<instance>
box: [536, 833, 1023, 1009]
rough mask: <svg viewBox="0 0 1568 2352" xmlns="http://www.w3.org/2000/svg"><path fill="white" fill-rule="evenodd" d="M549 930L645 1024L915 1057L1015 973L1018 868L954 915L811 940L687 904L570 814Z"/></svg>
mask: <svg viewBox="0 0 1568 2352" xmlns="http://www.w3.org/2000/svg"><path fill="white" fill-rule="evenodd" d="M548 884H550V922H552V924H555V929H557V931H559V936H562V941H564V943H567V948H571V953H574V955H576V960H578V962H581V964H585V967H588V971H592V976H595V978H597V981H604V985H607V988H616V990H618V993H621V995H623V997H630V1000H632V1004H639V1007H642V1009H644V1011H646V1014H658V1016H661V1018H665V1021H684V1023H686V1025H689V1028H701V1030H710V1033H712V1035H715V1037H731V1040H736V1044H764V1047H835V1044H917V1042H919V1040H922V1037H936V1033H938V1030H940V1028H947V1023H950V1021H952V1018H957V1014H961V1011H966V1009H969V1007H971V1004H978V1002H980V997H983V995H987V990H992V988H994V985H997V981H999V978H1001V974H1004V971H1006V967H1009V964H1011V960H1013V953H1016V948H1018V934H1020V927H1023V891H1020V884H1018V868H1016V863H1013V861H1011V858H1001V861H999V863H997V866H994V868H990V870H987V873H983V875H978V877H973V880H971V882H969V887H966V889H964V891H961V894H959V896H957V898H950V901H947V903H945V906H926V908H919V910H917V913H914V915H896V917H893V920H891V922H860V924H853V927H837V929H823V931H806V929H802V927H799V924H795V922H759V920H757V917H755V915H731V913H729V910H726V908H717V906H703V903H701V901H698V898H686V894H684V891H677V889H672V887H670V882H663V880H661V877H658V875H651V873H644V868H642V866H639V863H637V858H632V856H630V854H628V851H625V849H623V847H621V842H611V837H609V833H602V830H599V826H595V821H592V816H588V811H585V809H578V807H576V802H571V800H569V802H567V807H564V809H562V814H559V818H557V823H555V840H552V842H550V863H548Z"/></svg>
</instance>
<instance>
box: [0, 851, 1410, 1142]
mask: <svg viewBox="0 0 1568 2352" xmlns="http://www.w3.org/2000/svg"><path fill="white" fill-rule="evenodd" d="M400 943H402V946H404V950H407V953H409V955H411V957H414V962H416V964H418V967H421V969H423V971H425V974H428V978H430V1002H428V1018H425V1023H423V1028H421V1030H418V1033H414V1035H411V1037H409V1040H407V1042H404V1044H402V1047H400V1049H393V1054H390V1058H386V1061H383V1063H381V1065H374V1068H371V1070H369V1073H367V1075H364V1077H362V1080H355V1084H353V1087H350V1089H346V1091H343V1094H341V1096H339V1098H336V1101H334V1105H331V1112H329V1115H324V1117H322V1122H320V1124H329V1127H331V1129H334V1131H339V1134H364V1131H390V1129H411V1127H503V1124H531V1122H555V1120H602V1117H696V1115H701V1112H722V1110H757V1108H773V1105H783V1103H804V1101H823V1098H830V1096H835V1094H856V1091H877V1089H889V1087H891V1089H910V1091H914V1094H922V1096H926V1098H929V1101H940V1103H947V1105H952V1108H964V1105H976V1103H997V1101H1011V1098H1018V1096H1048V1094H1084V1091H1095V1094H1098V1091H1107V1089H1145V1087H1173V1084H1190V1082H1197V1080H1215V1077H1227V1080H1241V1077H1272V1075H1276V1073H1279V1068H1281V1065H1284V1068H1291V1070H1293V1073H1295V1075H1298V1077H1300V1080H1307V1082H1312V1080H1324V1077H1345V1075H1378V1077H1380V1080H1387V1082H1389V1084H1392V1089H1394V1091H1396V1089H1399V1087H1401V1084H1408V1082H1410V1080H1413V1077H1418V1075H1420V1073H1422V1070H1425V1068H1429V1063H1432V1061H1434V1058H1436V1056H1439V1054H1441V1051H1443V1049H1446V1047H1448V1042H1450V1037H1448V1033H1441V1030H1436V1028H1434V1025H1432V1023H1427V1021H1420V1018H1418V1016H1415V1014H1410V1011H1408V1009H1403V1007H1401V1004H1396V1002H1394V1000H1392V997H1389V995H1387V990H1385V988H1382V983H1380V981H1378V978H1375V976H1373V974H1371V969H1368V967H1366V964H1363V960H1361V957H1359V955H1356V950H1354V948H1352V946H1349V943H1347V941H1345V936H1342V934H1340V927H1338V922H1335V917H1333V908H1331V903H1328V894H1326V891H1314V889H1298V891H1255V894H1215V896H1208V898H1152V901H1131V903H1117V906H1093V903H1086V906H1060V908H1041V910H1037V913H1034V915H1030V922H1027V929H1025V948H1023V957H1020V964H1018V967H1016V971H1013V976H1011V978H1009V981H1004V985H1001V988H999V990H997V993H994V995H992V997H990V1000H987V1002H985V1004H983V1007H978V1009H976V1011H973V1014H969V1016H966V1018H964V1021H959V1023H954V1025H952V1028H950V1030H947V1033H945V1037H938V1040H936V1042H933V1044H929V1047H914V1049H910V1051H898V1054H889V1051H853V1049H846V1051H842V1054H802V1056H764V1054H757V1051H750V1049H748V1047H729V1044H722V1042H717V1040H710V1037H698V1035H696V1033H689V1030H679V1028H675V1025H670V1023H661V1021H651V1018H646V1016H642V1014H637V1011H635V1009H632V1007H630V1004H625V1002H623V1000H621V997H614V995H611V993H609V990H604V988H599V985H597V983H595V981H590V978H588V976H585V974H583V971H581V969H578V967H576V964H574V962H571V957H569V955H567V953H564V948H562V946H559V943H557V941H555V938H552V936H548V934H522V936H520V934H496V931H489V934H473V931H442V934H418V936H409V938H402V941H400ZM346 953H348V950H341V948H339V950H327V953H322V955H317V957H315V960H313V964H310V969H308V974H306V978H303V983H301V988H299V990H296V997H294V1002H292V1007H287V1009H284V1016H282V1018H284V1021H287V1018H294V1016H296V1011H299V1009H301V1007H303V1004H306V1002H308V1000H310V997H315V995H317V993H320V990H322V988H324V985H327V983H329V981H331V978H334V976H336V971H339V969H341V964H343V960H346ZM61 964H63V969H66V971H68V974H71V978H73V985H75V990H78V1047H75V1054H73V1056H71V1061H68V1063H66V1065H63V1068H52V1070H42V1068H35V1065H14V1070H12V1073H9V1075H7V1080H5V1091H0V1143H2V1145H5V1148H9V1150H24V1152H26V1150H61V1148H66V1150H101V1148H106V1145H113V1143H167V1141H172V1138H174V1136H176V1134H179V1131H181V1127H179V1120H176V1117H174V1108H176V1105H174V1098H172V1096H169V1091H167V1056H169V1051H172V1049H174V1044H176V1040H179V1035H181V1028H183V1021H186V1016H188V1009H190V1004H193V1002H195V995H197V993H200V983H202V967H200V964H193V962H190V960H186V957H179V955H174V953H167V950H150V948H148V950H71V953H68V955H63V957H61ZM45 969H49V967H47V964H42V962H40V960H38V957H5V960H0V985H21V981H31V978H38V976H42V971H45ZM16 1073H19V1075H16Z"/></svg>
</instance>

— Problem to work on —
Each record above should be set down again in its exact wording.

— Final answer —
<instance>
box: [536, 833, 1023, 1009]
rough mask: <svg viewBox="0 0 1568 2352" xmlns="http://www.w3.org/2000/svg"><path fill="white" fill-rule="evenodd" d="M549 930L645 1024L915 1057L1015 973L1018 868L954 915L811 940L687 904L570 814Z"/></svg>
mask: <svg viewBox="0 0 1568 2352" xmlns="http://www.w3.org/2000/svg"><path fill="white" fill-rule="evenodd" d="M548 884H550V922H552V924H555V929H557V931H559V936H562V941H564V943H567V948H571V953H574V955H576V960H578V962H581V964H585V967H588V971H592V976H595V978H597V981H604V985H607V988H616V990H618V993H621V995H623V997H630V1000H632V1004H639V1007H642V1009H644V1011H646V1014H658V1016H661V1018H665V1021H684V1023H686V1025H689V1028H701V1030H710V1033H712V1035H715V1037H731V1040H736V1044H764V1047H835V1044H917V1042H919V1040H922V1037H936V1033H938V1030H940V1028H947V1023H950V1021H952V1018H957V1014H961V1011H966V1009H969V1007H971V1004H978V1002H980V997H983V995H987V990H992V988H994V985H997V981H999V978H1001V974H1004V971H1006V967H1009V964H1011V960H1013V953H1016V948H1018V934H1020V927H1023V891H1020V884H1018V868H1016V863H1013V861H1011V858H1001V861H999V863H997V866H994V868H990V870H987V873H983V875H978V877H973V880H971V882H969V887H966V889H964V891H961V894H959V896H957V898H950V901H947V903H945V906H926V908H919V910H917V913H914V915H896V917H893V920H891V922H860V924H853V927H837V929H823V931H806V929H802V927H799V924H795V922H759V920H757V917H755V915H731V913H729V910H726V908H717V906H703V903H701V901H698V898H686V894H684V891H677V889H672V887H670V882H663V880H661V877H658V875H651V873H644V868H642V866H639V863H637V858H632V856H630V854H628V851H625V849H623V847H621V842H611V837H609V833H602V830H599V826H595V821H592V816H588V811H585V809H578V807H576V802H571V800H569V802H567V807H564V809H562V814H559V818H557V823H555V840H552V842H550V863H548Z"/></svg>
</instance>
<instance>
box: [0, 851, 1410, 1142]
mask: <svg viewBox="0 0 1568 2352" xmlns="http://www.w3.org/2000/svg"><path fill="white" fill-rule="evenodd" d="M400 943H402V946H404V950H407V953H409V955H411V957H414V962H416V964H418V967H421V969H423V971H425V974H428V978H430V1002H428V1018H425V1023H423V1028H421V1030H418V1033H414V1035H411V1037H409V1040H407V1042H404V1044H402V1047H400V1049H393V1054H390V1058H386V1061H383V1063H381V1065H374V1068H371V1070H369V1073H367V1075H364V1077H362V1080H355V1084H353V1087H350V1089H346V1091H343V1094H341V1096H339V1098H336V1101H334V1105H331V1112H329V1115H324V1117H322V1122H320V1124H329V1127H331V1129H334V1131H339V1134H364V1131H390V1129H411V1127H503V1124H531V1122H555V1120H602V1117H696V1115H701V1112H722V1110H757V1108H773V1105H783V1103H804V1101H823V1098H830V1096H835V1094H856V1091H877V1089H889V1087H891V1089H910V1091H914V1094H922V1096H926V1098H929V1101H940V1103H947V1105H952V1108H964V1105H976V1103H997V1101H1011V1098H1018V1096H1048V1094H1084V1091H1095V1094H1098V1091H1107V1089H1145V1087H1173V1084H1190V1082H1197V1080H1215V1077H1227V1080H1241V1077H1272V1075H1276V1073H1279V1068H1281V1065H1284V1068H1291V1070H1293V1073H1295V1075H1298V1077H1300V1080H1307V1082H1312V1080H1324V1077H1345V1075H1378V1077H1380V1080H1387V1082H1389V1084H1392V1089H1394V1091H1396V1089H1399V1087H1401V1084H1408V1082H1410V1080H1413V1077H1418V1075H1420V1073H1422V1070H1425V1068H1429V1063H1432V1061H1434V1058H1436V1056H1439V1054H1441V1051H1443V1049H1446V1047H1448V1042H1450V1037H1448V1033H1441V1030H1436V1028H1434V1025H1432V1023H1427V1021H1420V1018H1418V1016H1415V1014H1410V1011H1408V1009H1403V1007H1401V1004H1396V1002H1394V1000H1392V997H1389V995H1387V990H1385V988H1382V983H1380V981H1378V978H1375V976H1373V974H1371V969H1368V967H1366V964H1363V960H1361V957H1359V955H1356V950H1354V948H1352V946H1349V943H1347V941H1345V936H1342V934H1340V927H1338V922H1335V917H1333V908H1331V903H1328V894H1326V891H1314V889H1298V891H1255V894H1215V896H1208V898H1152V901H1131V903H1117V906H1093V903H1086V906H1060V908H1041V910H1037V913H1034V915H1030V922H1027V929H1025V948H1023V957H1020V964H1018V967H1016V971H1013V976H1011V978H1009V981H1004V985H1001V988H999V990H997V993H994V995H992V997H990V1000H987V1002H985V1004H983V1007H978V1009H976V1011H973V1014H969V1016H966V1018H964V1021H959V1023H954V1025H952V1028H950V1030H947V1033H945V1037H938V1040H936V1042H933V1044H929V1047H914V1049H910V1051H898V1054H889V1051H853V1049H846V1051H842V1054H802V1056H764V1054H757V1051H750V1049H748V1047H729V1044H722V1042H717V1040H710V1037H698V1035H696V1033H689V1030H679V1028H675V1025H670V1023H661V1021H651V1018H646V1016H642V1014H637V1011H635V1009H632V1007H630V1004H625V1002H623V1000H621V997H614V995H611V993H609V990H604V988H599V985H597V983H595V981H590V978H588V976H585V974H583V971H581V969H578V967H576V964H574V962H571V957H569V955H567V953H564V948H562V946H559V943H557V941H555V938H552V936H548V934H522V936H520V934H496V931H489V934H473V931H442V934H418V936H409V938H402V941H400ZM346 953H348V950H341V948H339V950H327V953H322V955H317V957H315V960H313V964H310V969H308V974H306V978H303V983H301V988H299V990H296V997H294V1002H292V1007H287V1009H284V1016H282V1018H284V1021H287V1018H294V1016H296V1011H299V1009H301V1007H303V1004H306V1002H308V1000H310V997H315V995H317V993H320V990H322V988H324V985H327V983H329V981H331V978H334V976H336V971H339V969H341V964H343V960H346ZM61 964H63V969H66V971H68V974H71V978H73V985H75V990H78V1047H75V1054H73V1056H71V1061H68V1063H66V1065H63V1068H52V1070H42V1068H35V1065H14V1070H12V1073H9V1075H7V1080H5V1091H0V1143H2V1145H5V1148H9V1150H24V1152H26V1150H61V1148H66V1150H101V1148H106V1145H113V1143H167V1141H172V1138H174V1136H176V1134H179V1131H181V1127H179V1120H176V1117H174V1108H176V1105H174V1098H172V1096H169V1091H167V1056H169V1051H172V1049H174V1044H176V1040H179V1035H181V1028H183V1021H186V1016H188V1009H190V1004H193V1002H195V995H197V993H200V983H202V967H200V964H193V962H190V960H186V957H179V955H174V953H167V950H150V948H148V950H71V953H68V955H63V957H61ZM45 969H49V967H47V964H42V962H40V960H38V957H5V960H0V985H21V981H31V978H38V976H42V971H45ZM16 1073H19V1075H16Z"/></svg>
</instance>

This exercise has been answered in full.